**PASSAGE TO READ**.
———

WoW as a game has undergone several evolutions in just about all of its spaces. From raid mechanics, PVP mechanics, to gear acquisition. As the game has grown, so too has its core pillars.
Some things though, have not changed. Among these is the idea that the acquisition of armour and weapons constitutes a progression and evolution of your characters as heroes within the World of Azeroth. This is intrinsic to the nature of the MMO genre, and WoW has seen many changes in the way gear has been delivered.
The explosion of popularity around Burning Crusade and Wrath of the Lich King, together with ideas of “welfare” gear and subsequent introduction of casual game play has seen large changes to gear. Where once the hallowed epic item was only obtainable to a select few, let alone a set item, now just about anyone can have these kinds of items by investing a fraction of the time that their counterpart games did in the early years of the game.

And here comes a tl;dr warning. It’s a short history of gear in WoW. Nothing super fascinating, but it is interesting to see from an evolutionary perspective.

———

**EXERCISE 1**. According to the passage on World of Warcraft gear, which two expansions saw an explosion of popularity?
The entries that follow this passage are unrelated to it.

———

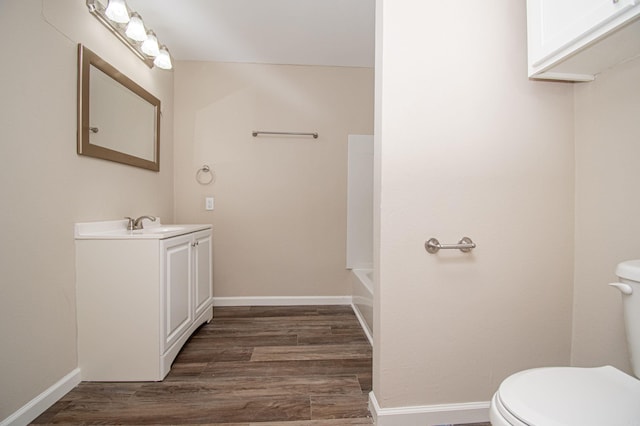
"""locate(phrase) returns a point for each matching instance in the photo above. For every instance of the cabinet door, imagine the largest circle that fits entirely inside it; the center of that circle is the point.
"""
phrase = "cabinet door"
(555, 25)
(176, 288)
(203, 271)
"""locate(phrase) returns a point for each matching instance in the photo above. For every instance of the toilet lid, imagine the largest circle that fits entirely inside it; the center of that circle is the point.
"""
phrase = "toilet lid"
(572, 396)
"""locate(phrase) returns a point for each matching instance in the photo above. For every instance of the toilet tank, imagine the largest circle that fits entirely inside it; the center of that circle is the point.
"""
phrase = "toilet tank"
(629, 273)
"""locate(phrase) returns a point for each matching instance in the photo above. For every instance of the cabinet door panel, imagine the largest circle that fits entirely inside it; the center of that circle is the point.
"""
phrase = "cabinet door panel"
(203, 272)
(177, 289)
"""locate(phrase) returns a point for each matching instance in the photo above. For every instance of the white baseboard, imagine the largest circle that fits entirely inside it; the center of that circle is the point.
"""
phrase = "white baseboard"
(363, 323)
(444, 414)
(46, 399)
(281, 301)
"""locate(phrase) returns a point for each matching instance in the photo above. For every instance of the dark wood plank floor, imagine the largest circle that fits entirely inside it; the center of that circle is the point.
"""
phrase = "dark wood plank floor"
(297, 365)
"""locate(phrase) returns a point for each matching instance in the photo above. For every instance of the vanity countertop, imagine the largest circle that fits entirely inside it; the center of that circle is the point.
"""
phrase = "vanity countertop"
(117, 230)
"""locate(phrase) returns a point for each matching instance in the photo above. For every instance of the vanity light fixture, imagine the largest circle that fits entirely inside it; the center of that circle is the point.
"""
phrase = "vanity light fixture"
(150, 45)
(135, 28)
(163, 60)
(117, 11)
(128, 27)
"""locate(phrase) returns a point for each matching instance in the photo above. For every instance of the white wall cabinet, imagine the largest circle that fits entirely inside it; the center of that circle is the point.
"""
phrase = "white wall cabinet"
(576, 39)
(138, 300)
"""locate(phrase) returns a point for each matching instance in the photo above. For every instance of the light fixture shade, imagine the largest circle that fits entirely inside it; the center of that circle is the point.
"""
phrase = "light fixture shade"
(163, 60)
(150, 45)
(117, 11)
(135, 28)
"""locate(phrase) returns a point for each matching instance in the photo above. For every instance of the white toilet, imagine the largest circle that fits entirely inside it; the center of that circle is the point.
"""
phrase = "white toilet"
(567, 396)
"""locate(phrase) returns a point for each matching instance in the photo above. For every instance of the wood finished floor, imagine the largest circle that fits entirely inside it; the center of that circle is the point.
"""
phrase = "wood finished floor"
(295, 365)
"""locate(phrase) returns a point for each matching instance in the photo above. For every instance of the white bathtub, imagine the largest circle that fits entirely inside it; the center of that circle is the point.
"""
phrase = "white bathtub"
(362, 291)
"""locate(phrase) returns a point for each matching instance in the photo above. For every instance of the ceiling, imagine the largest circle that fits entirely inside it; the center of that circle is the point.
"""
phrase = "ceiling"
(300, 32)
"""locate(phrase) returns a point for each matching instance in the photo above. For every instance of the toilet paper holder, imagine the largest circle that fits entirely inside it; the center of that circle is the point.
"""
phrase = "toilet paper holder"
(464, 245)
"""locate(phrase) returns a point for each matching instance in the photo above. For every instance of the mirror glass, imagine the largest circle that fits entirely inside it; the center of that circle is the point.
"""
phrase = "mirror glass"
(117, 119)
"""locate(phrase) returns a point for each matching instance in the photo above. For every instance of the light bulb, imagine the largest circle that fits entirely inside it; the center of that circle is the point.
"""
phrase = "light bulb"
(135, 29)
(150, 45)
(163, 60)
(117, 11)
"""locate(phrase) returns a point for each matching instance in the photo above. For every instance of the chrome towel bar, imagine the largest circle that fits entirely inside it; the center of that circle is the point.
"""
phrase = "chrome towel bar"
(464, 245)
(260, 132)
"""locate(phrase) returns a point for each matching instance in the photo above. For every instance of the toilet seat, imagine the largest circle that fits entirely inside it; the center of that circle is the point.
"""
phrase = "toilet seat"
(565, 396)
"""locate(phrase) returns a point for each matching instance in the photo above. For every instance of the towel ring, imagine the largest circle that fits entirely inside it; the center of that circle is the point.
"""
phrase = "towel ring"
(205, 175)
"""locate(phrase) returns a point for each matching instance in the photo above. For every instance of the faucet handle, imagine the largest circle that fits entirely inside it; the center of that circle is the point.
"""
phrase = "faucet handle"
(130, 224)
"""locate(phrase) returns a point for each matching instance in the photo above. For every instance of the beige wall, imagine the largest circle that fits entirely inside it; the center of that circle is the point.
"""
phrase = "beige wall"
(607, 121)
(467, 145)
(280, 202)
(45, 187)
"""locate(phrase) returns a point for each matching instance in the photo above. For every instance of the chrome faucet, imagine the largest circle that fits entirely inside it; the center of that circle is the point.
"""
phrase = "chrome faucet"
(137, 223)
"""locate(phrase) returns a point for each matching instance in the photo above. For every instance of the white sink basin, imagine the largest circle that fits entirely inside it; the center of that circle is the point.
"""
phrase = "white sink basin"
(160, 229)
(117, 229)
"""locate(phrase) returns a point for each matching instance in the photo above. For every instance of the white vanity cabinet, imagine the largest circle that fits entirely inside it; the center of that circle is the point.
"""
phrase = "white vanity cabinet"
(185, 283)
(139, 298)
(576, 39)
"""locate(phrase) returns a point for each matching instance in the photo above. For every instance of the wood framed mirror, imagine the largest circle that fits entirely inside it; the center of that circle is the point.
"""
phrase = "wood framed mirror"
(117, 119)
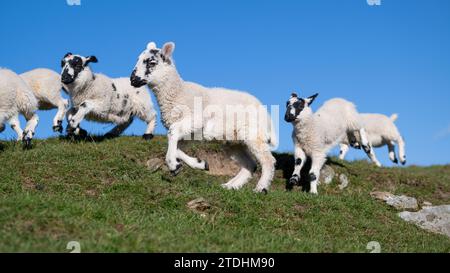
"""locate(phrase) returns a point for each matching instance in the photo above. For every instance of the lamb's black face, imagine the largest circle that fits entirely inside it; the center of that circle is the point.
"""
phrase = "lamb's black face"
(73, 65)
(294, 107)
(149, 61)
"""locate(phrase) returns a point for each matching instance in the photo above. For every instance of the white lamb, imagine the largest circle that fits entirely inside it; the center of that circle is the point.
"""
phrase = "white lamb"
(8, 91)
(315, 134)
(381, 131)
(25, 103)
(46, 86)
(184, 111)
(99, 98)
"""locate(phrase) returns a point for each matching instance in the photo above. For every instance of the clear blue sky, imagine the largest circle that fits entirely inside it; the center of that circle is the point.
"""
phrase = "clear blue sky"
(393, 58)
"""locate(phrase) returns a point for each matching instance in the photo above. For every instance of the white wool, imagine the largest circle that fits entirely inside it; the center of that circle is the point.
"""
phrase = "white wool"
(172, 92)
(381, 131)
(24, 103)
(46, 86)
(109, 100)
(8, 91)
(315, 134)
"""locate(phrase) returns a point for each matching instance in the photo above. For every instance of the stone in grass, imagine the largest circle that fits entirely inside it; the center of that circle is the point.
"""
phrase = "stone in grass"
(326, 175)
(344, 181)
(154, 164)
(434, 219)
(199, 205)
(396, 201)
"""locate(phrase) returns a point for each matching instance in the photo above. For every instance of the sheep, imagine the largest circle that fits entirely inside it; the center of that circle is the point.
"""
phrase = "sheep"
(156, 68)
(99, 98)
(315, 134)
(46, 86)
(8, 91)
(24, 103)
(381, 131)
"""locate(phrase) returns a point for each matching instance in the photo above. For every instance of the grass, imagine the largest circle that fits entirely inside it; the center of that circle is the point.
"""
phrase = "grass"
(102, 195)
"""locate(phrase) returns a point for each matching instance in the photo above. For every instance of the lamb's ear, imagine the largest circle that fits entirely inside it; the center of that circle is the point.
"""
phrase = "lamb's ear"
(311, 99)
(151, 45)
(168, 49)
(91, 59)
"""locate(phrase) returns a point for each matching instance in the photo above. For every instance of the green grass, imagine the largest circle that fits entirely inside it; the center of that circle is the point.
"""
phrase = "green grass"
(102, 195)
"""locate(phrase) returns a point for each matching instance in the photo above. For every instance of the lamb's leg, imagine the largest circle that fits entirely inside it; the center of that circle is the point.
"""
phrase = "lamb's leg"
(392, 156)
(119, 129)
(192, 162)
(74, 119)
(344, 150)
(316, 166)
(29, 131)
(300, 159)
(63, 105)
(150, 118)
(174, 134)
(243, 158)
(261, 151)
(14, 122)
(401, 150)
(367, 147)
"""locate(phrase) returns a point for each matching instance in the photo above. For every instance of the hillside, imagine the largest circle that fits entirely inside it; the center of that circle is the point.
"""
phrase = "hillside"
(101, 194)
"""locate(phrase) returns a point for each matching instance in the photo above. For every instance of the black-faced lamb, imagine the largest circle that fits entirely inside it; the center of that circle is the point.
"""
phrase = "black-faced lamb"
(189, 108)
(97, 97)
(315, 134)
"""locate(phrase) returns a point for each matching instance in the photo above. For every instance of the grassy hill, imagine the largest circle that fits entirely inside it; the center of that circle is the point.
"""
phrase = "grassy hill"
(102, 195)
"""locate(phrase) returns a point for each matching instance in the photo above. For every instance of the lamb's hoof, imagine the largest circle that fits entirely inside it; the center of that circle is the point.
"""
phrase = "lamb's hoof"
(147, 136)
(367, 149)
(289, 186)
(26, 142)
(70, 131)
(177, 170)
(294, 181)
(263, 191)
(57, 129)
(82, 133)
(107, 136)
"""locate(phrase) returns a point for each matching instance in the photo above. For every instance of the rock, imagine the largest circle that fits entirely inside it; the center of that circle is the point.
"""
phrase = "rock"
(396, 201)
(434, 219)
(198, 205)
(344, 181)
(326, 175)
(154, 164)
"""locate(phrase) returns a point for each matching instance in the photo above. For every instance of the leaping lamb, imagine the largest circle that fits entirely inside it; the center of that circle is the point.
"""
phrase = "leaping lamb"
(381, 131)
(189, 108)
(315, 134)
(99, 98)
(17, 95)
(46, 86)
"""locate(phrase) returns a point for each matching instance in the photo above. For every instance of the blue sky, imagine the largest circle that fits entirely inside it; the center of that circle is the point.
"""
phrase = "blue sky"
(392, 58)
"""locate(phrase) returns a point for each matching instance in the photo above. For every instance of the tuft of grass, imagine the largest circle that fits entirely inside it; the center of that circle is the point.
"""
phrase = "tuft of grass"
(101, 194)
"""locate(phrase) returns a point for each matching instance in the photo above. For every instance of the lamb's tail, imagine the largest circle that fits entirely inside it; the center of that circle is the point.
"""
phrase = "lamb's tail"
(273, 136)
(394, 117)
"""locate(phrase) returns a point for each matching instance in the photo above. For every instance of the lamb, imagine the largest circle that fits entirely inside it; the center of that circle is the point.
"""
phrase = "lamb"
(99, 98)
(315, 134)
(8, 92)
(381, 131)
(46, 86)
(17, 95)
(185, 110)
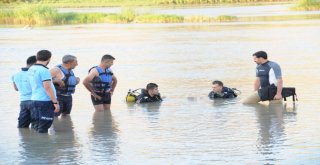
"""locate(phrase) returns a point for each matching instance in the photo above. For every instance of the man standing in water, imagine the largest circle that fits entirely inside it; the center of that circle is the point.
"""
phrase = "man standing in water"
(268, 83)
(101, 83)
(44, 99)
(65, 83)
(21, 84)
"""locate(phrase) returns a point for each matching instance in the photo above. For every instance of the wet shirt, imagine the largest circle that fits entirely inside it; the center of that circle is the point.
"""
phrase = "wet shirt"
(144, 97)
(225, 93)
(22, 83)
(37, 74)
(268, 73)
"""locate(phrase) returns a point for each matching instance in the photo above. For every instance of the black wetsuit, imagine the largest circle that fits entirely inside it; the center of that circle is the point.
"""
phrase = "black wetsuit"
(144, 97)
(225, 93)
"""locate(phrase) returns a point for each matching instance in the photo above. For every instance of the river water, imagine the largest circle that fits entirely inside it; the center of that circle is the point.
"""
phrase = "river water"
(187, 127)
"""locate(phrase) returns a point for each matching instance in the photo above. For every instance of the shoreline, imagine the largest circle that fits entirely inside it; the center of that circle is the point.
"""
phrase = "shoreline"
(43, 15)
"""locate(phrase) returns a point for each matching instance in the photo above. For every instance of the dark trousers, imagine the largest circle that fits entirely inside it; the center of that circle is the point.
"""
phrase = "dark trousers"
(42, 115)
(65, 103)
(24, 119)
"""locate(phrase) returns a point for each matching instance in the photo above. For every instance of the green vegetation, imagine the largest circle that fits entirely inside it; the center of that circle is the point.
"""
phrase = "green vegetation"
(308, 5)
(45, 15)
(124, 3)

———

**EXERCISE 2**. How many lines of the entries contain the string "cabinet"? Case counts, so match it only in that form. Reply with the number alone.

**EXERCISE OUTPUT 1**. Burning Crusade and Wrath of the Lich King.

**EXERCISE OUTPUT 2**. 8